## RECORD EXCERPTS
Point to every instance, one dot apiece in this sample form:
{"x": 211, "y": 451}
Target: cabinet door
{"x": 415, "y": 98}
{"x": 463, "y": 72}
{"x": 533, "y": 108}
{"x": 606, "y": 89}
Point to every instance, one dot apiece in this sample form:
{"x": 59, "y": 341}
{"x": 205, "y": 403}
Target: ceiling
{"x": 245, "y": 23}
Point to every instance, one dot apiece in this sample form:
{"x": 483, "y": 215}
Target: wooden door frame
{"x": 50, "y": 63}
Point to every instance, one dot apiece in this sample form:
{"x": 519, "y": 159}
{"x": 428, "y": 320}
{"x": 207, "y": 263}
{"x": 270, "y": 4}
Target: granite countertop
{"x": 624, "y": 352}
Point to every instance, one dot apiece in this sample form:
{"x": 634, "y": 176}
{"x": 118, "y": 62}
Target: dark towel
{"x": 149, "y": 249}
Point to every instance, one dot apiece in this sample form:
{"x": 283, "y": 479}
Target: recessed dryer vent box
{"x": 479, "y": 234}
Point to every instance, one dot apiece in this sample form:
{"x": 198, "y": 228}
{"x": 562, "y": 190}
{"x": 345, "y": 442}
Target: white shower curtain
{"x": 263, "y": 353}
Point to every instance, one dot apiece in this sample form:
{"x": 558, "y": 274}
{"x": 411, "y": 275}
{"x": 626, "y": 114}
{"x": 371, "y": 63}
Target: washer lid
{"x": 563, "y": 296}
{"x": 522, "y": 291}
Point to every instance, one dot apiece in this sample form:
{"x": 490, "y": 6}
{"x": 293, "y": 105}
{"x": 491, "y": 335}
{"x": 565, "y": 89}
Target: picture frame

## WHAT THE EXERCISE ASKS
What is wanted is every line above, written out exactly.

## YOUR RESPONSE
Point to every instance, one dot apiece in this sample form:
{"x": 211, "y": 451}
Target: cabinet door
{"x": 415, "y": 98}
{"x": 463, "y": 72}
{"x": 533, "y": 108}
{"x": 606, "y": 89}
Point to every instance, one dot apiece in this sample form:
{"x": 59, "y": 341}
{"x": 205, "y": 403}
Target: ceiling
{"x": 245, "y": 23}
Point to every instance, one dot apiece in this sample form:
{"x": 483, "y": 215}
Target: wooden door frame
{"x": 50, "y": 63}
Point to every instance, one dot apiece in this sample form:
{"x": 519, "y": 159}
{"x": 428, "y": 320}
{"x": 207, "y": 263}
{"x": 270, "y": 4}
Target: granite countertop
{"x": 624, "y": 352}
Point to every instance, one dot apiece in this sample form:
{"x": 634, "y": 176}
{"x": 118, "y": 62}
Target: dark towel
{"x": 149, "y": 249}
Point to every instance, one dot apiece in this sample form:
{"x": 283, "y": 479}
Target: recessed dryer vent box
{"x": 479, "y": 234}
Point to every instance, one dot apiece in this sample form:
{"x": 198, "y": 228}
{"x": 562, "y": 190}
{"x": 345, "y": 442}
Target: white shower curtain
{"x": 263, "y": 353}
Point to every instance, one dot apiece in this sample form:
{"x": 558, "y": 274}
{"x": 411, "y": 275}
{"x": 626, "y": 114}
{"x": 371, "y": 63}
Target: washer lid
{"x": 563, "y": 296}
{"x": 522, "y": 291}
Point to every instance, one dot apiece in this sample form:
{"x": 490, "y": 6}
{"x": 293, "y": 105}
{"x": 491, "y": 335}
{"x": 565, "y": 89}
Target: picture frame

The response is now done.